* Source extract
____________

So you risk getting into "revolving door" admissions to hospital. A person with a psychosis becomes ill, rejects medication, is detained against their will in hospital and given medication against their will (sometimes by force) until they "become well" enough to be let out of hospital. At which point they're free to decide to stop taking the medication.
I'm not sure that this style of revolving door admission is better for the person than just letting them be homeless. (Although preventing people getting into that situation would be a good idea).
This already happens with homeless people: they become diseased, malnourished, get drunk and hurt themselves. Once the trauma has reached a certain degree that they require hospitalisation, they end up in hospital and released once they've recovered. Are you proposing we not help them at all and just let them fester and die on the streets?
Surely not. The "revolving door" concept, as you call it, is the middle-ground between not helping at all, thus letting a mentally ill person reach trauma more severe, and permanently confining those with incurable mental disorders (but those which can be controlled, and the patient able to live healthily outside the ward), which is both wildly expensive and harder to justify overruling the patient's will and freedom.
No, I'm saying that you can't force people to take medication against their will apart from a few situations.
If you want to provide MH treatment to people it's much better to start with children and young people and better drug and alcohol services, both of which would reduce the amount of homeless people, and also to provide better voluntary MH treatment for homeless people.

____________

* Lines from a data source
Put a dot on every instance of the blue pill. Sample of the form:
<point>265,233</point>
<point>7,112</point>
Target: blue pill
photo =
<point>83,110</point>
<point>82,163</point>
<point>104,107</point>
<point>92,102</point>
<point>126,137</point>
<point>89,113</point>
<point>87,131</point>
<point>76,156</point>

____________

* Problem statement
In the discussion of "revolving door" hospital admissions, please state when a person with a psychosis becomes free to decide to stop taking the medication.

* Result of the exercise
When they become well enough to be let out of hospital.